▶ _Task description_:
Every record below, from first to last, should be copied exactly; leave the pictures out.

BEGIN Records to use

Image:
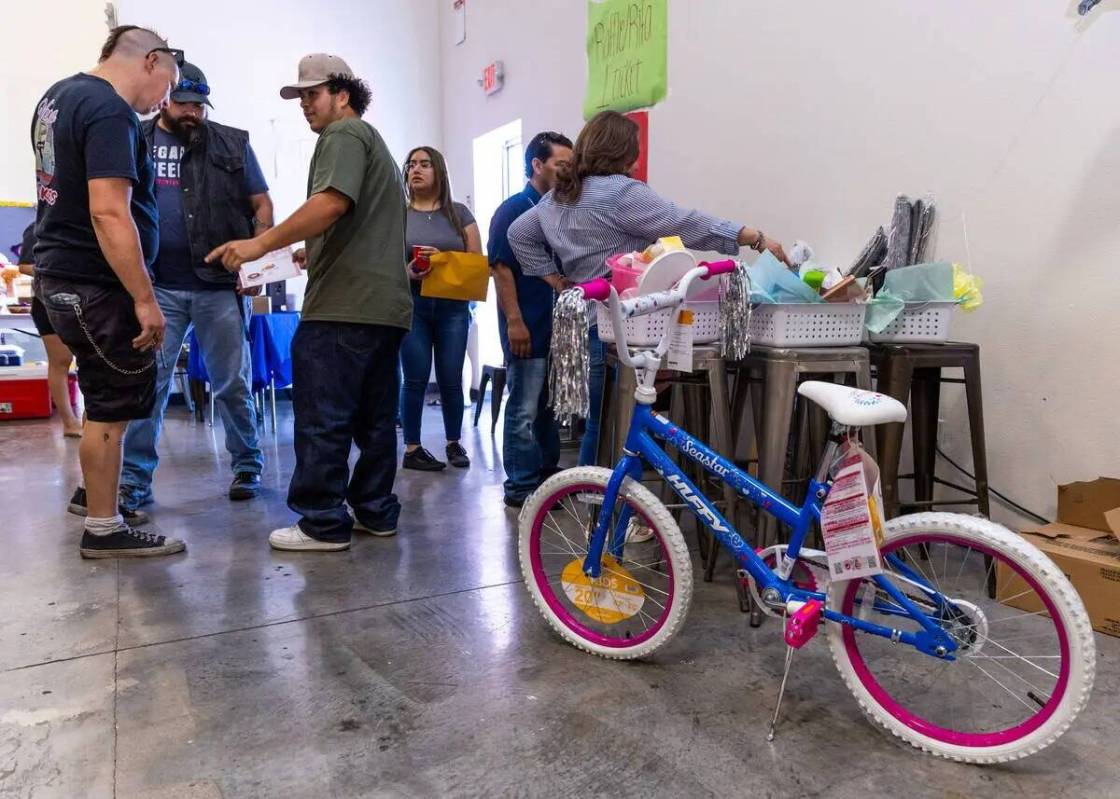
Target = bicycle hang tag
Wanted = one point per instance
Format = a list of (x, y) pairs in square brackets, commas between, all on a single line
[(851, 520), (680, 341)]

END Records to use

▶ _Answer area_:
Image:
Target = bicycle hang tag
Wanted = one point per instance
Format = a list of (x, y) pairs in square brackets, commas between, all on a single line
[(851, 520), (680, 341)]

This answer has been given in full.